◆ Information shown
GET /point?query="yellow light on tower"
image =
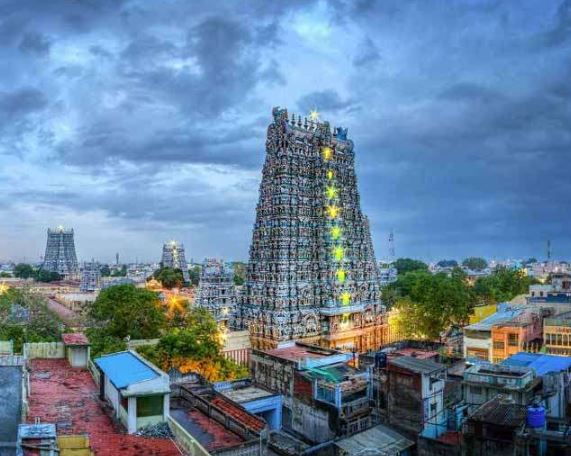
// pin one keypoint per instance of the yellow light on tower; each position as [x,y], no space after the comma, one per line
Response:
[332,211]
[331,192]
[335,232]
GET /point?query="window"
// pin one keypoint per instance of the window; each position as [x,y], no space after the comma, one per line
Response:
[149,406]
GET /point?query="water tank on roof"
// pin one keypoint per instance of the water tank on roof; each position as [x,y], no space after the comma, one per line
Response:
[536,416]
[380,360]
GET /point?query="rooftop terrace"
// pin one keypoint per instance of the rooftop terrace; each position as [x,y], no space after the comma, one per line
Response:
[68,397]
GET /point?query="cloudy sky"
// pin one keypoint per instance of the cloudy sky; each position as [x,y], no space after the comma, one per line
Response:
[140,121]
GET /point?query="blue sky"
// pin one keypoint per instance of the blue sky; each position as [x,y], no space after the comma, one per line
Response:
[140,121]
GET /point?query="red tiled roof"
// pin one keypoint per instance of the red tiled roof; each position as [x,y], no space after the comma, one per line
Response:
[69,398]
[75,339]
[241,415]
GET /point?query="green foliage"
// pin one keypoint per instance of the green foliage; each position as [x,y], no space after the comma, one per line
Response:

◆ Required work
Give the data again word for word, without images.

◆ Response box
GET /point?query="yellow light on tower"
image =
// pin one keypoint per instance of the yellow light on tower; each position as [x,y], no space after the comma, one per line
Response:
[332,211]
[331,192]
[335,232]
GET /point?query="window"
// pin one keypoint per instance of the window; each position as [x,y], no space after the comma, one per line
Response:
[149,406]
GET /point?query="water tank on roof"
// pin one keypoint per instance of the water tank on roof; each position as [x,y], no space after the comma, one per line
Response:
[536,416]
[380,360]
GET /point?query="rooftop terrace"
// pin one keypoint per instance of the rooftop terrace; each position as [x,y], no space after the comma, one per line
Response:
[68,397]
GET /point?query="cloudy sky"
// pin one keypoint per instance of the cloudy sky; each position as [x,y], no space after the comma, one per line
Response:
[140,121]
GET /point?query="blue sky"
// pin one keypoint per instance of the blue sky; each position as [x,y], no space after the comma, one per line
Response:
[140,121]
GET /point?query="red tiled roof"
// pin one keypoint per instance of the red tiled roof; each position as [x,y], no space after the comma, one per line
Response:
[69,398]
[75,339]
[241,415]
GET /point?query="green foliage"
// pin one keypoint per instance of the green foliage; each position as [x,y], no space after the comma, one per line
Response:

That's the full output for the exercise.